Report 無限小 Amir Alexander (2015)
2024/08/22
2024年8月4日執筆開始
はじめに=Background
Amir Alexander著, 足立恒雄訳, 無限小, 岩波書店, 2015
本著から理論量子認知科学の最小物質(意識物質)を現代科学と結べるかもという期待、副題「世界を変えた数学の危険思想」からイエズス会が、この理論を禁止した背景を理解することでイエズス会の文化、及び、イエズス会に影響を受けていた17世紀のイタリアへの理解を深めるという期待から講読した。イエズス会はキリスト教を世界中に広げる役割を果たした。イエズス会が現代社会に与えている影響を推論する。
本Reportは、2つの期待が正しかったのか否かを判断した記録となる。

________

#### 課題 1:
位置注記の記録をすべて、一字も変えずにそのまま繰り返して書いてください。
抜粋と記録は、それぞれ別の出典から取られている。

[位置注記の記録]
________

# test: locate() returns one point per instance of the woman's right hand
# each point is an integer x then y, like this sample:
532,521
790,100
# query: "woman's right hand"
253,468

________

#### 課題 2:
書籍『無限小』についてのレポートの抜粋を、最後の文の後から書き継いでください。

#### 結果 1:
# test: locate() returns one point per instance of the woman's right hand
# each point is an integer x then y, like this sample:
532,521
790,100
# query: "woman's right hand"
253,468

#### 結果 2:
多種多様な要素が関係を持ち原点から到達場に向かい情報処理を持続する宇宙ではそこに含まれる多種多様な場のそれぞれが離散的に変化する。
成果=Output
本文では「無限小」のことを「不可分者」と表記。
本文の舞台はイタリアだが、トマスホッブス(反無限小派)の「リバイアサン」までを含めた数学論争が描かれている。
無限小をイエズス会が弾圧するまでイタリアは数学の中心であったが、無限小禁止により理論の発展が止まり数学の中心がイギリスに移った。
イエズス会はコレジオ(学校)のカリキュラムをコレジオロマーノで定期的に改訂をしていた。イエズス会が信じるところの真理を広め、それに逸脱しない共同体を維持するためには無限小を排除した。それが、イタリアの文明の発展を妨げた。
著者は、イエズス会とガリレオとの無限小をめぐる闘争をこう記している。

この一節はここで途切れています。